--- start ---

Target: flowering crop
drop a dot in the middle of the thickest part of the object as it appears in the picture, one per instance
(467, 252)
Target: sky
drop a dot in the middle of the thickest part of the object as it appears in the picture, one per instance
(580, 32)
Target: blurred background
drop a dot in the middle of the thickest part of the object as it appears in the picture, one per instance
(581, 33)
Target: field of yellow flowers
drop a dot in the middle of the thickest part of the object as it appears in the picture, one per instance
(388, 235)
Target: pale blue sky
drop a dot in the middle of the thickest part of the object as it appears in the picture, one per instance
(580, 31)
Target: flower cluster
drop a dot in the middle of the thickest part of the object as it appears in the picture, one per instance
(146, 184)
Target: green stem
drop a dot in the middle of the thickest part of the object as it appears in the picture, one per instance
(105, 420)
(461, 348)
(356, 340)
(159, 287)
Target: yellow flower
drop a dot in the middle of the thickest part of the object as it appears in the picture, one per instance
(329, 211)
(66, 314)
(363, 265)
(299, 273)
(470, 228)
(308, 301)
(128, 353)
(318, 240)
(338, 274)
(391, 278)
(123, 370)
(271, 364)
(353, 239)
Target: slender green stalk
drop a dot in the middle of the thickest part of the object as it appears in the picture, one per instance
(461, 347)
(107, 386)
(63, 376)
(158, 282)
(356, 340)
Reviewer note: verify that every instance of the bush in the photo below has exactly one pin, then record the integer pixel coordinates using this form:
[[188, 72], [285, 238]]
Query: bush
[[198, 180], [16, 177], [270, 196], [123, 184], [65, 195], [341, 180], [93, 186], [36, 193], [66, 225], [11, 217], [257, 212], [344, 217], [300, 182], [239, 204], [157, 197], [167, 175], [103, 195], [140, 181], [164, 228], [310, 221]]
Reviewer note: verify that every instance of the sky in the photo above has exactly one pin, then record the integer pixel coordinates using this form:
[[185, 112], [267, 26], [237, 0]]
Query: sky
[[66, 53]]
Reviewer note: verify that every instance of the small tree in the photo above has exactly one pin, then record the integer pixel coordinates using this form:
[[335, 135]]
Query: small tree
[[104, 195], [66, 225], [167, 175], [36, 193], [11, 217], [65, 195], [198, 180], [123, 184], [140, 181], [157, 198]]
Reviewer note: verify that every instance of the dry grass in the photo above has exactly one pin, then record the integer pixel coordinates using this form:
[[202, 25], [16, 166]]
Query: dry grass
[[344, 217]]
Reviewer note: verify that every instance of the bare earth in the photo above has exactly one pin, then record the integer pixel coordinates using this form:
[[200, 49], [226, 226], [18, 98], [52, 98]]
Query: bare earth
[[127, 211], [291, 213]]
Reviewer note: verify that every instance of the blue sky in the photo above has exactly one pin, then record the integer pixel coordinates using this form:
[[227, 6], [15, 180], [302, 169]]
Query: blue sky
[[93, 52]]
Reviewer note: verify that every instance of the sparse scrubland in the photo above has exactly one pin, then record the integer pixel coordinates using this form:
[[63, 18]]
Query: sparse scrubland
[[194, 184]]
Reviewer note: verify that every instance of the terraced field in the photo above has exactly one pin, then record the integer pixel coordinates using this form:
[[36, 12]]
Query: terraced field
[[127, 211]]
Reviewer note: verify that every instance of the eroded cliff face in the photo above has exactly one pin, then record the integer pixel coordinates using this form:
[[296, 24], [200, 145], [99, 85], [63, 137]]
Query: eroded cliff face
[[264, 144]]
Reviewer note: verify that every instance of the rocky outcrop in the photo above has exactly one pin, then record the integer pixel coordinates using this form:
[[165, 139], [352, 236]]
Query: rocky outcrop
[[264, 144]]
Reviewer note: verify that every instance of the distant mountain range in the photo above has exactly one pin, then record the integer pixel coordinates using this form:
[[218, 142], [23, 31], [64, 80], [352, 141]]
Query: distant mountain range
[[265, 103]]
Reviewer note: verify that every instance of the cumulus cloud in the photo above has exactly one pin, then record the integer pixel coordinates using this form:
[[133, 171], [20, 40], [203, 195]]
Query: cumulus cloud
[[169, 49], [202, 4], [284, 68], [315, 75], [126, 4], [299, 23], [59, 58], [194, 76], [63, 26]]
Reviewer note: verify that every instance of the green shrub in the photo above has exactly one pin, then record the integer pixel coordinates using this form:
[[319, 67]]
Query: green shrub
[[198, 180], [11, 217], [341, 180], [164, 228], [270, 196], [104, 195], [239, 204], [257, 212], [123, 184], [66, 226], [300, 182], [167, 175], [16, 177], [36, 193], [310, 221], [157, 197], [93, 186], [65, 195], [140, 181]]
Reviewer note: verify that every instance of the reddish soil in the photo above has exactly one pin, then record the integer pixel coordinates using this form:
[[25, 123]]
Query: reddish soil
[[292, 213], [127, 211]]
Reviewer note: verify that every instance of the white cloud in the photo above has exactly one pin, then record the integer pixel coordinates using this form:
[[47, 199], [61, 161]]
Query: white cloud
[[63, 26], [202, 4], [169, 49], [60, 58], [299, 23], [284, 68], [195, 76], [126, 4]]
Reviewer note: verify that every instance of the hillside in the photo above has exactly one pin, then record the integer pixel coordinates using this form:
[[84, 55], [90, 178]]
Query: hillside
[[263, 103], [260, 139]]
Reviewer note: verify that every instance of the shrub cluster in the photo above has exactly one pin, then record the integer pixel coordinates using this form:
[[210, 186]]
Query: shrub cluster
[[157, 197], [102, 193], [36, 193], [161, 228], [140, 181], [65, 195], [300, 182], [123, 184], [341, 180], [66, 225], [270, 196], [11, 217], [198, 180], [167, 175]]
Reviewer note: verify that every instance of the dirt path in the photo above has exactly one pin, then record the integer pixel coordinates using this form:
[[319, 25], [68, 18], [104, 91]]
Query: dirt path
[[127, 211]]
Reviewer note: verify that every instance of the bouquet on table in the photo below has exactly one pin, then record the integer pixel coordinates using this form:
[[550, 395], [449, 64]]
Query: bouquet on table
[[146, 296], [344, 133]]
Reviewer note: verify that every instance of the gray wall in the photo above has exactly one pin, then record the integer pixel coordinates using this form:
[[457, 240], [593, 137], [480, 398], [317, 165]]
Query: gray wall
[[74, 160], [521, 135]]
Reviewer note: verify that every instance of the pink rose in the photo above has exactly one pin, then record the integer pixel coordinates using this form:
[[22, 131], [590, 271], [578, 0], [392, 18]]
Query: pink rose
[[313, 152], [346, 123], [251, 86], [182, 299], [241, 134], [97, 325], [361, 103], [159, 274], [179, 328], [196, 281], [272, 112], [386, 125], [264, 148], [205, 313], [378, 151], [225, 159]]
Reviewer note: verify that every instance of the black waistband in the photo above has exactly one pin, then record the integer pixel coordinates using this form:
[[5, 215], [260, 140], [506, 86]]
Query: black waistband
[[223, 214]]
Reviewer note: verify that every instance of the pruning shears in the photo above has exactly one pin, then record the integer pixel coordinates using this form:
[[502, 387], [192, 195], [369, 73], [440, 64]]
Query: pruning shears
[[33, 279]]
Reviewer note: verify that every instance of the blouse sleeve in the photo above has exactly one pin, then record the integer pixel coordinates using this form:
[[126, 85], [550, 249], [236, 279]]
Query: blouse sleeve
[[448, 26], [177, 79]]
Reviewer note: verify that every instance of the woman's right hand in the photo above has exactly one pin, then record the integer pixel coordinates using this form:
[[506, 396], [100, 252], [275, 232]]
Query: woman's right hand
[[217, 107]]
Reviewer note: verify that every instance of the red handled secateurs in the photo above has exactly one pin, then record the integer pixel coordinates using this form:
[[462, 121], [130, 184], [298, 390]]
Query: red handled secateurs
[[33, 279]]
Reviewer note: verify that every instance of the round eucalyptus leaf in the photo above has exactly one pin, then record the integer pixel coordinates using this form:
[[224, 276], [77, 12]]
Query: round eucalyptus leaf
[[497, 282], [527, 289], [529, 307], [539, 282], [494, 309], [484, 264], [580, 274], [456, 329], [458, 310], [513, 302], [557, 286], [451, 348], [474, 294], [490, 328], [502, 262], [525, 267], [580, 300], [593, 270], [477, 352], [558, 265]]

--- end ---

AIM
Set down, word for word, only the lines running from the line with "Reviewer note: verify that every instance of the black" to the last line of the listing above. Both of those lines belong in your answer.

WORKED ANSWER
Reviewer note: verify that every instance of the black waistband in the photo above has exactly one pin, then record the integer pixel coordinates using this form:
[[5, 215], [260, 140], [506, 86]]
Query: black waistband
[[223, 214]]
Reviewer note: verify that every instance of the pruning shears in the photo above has exactly one pin, then record the integer pixel coordinates using this form:
[[502, 387], [192, 195], [369, 73], [440, 64]]
Query: pruning shears
[[33, 279]]
Reviewer note: verify that every instance of the blouse sleeve in the photo above has exactly one pin, then record the integer pixel coordinates using this form:
[[126, 85], [550, 249], [236, 279]]
Query: blouse sleeve
[[448, 26], [177, 79]]
Reviewer note: verify that every instance of the woman's right hand in the photo above has exactly one pin, then record the integer pixel coordinates using this form:
[[506, 396], [100, 252], [275, 232]]
Query: woman's right hand
[[217, 107]]
Reviewer note: verify that every instance of the red handled secateurs in the photo above has exactly one pin, then record the integer pixel coordinates using this form:
[[462, 121], [130, 184], [298, 390]]
Query: red handled secateurs
[[33, 279]]
Reviewer note: verify that every instance of the round eucalyptus leaf in the photo above has exactly one pin, then record the integer pixel coordinates using this form:
[[224, 276], [77, 12]]
Query: round eucalyptus leaf
[[497, 282], [527, 289], [529, 307], [539, 282], [494, 309], [484, 264], [580, 274], [456, 329], [458, 310], [513, 302], [557, 286], [451, 348], [474, 294], [490, 328], [502, 262], [525, 267], [580, 300], [593, 270], [477, 352], [558, 265]]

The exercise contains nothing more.